Report each line of the data below that contains the word "Please", copying every such line in full. Treat uppercase and lowercase letters as different.
start
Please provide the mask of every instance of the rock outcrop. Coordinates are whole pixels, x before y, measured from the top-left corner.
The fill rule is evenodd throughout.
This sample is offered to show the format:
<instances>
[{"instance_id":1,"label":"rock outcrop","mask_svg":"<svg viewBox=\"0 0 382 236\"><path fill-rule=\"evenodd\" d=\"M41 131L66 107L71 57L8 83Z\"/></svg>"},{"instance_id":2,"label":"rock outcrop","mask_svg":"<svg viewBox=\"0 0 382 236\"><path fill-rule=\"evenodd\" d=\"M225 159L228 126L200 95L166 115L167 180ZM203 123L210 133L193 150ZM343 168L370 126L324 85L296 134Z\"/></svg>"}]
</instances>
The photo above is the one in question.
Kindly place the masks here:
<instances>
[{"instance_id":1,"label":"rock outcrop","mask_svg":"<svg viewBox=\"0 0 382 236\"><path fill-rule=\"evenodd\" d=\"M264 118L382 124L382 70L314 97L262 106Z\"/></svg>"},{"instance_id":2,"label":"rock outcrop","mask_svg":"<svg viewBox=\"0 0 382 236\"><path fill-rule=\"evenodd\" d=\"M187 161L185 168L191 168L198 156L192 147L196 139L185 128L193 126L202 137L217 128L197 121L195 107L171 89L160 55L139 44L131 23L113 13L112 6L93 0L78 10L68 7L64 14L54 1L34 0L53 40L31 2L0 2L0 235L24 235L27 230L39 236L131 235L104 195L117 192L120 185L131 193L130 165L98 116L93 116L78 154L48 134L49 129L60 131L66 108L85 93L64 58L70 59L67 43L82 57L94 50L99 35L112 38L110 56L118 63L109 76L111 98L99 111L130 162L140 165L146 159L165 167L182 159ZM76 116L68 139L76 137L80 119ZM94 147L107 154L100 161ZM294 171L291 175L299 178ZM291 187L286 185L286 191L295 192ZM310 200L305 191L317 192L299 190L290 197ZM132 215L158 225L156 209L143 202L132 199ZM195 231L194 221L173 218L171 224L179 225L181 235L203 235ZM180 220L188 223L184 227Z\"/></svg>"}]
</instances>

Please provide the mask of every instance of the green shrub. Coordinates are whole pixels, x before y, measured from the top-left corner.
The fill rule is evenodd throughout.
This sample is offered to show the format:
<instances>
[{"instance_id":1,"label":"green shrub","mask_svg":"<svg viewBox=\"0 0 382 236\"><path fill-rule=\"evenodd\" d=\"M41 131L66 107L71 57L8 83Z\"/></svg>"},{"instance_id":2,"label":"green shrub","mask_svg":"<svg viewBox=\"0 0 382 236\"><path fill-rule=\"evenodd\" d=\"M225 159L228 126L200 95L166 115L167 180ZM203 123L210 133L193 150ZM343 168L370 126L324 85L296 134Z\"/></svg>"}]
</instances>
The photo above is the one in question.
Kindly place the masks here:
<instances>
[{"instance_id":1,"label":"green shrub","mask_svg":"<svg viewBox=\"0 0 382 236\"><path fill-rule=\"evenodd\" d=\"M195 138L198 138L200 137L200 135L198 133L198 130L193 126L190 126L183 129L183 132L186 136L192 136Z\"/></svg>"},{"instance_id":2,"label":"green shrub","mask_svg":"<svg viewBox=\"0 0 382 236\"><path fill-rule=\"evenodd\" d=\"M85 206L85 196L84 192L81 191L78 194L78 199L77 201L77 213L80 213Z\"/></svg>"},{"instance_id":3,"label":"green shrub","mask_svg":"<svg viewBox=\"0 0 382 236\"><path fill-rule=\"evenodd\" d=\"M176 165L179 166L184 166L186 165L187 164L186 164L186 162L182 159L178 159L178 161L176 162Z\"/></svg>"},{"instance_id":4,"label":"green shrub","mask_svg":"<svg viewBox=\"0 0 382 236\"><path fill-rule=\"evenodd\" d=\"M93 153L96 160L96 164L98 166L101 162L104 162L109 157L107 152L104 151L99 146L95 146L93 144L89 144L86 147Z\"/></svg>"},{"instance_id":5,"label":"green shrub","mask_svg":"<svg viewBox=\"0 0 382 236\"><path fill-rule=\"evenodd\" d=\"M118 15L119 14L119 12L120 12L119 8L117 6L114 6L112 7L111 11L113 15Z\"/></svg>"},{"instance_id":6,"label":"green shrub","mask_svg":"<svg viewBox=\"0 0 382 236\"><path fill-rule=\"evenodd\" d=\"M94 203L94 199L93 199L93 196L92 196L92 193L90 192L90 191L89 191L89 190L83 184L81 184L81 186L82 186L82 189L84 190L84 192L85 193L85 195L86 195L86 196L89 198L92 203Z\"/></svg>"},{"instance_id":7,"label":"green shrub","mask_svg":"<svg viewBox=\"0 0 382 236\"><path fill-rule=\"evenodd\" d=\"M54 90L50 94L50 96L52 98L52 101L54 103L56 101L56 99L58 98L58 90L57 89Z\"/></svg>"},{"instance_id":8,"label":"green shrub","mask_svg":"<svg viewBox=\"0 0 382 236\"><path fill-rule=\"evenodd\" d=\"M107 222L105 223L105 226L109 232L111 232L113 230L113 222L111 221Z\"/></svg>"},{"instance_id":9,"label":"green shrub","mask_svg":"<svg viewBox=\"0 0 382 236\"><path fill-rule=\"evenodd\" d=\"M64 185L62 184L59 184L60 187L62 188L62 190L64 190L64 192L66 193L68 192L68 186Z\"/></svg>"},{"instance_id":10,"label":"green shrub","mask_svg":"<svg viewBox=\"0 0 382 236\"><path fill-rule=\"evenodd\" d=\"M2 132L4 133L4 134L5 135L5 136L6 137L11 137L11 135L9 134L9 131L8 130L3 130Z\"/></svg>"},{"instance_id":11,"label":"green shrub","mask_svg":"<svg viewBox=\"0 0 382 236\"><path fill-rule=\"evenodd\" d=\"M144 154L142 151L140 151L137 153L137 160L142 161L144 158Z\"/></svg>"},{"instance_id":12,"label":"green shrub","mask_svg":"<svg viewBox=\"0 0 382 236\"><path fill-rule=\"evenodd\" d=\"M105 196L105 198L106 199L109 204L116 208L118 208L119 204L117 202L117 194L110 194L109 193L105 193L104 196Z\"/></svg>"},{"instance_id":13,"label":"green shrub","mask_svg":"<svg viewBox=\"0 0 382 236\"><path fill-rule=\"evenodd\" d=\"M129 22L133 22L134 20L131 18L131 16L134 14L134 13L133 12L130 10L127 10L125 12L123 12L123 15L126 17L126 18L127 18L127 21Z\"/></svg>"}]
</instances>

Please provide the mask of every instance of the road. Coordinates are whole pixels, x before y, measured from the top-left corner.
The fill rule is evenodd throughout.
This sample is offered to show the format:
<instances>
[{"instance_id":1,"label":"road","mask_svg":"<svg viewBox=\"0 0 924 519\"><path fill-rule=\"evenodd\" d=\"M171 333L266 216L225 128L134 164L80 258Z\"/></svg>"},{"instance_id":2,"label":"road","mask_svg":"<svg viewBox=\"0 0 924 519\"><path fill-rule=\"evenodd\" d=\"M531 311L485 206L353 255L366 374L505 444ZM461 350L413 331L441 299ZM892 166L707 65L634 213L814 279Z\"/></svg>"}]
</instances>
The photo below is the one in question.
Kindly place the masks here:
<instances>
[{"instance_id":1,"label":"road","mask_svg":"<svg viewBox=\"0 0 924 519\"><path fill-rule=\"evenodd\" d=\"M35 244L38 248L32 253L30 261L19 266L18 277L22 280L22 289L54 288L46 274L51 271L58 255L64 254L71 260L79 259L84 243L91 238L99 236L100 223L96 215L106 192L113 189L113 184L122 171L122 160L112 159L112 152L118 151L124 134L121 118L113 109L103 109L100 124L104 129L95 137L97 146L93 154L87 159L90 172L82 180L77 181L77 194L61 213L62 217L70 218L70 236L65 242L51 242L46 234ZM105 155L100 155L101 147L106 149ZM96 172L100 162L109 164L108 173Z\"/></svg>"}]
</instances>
end
- TASK OUTPUT
Please provide the mask of every instance of the rock outcrop. Coordinates are whole pixels, x before y, measured from the top-left corner.
Please provide the mask of every instance of the green shrub. Coordinates are whole pixels, x before y, measured from the top-left corner.
Please provide the mask of every instance of the road. Coordinates are whole pixels, x before y, measured from the top-left corner.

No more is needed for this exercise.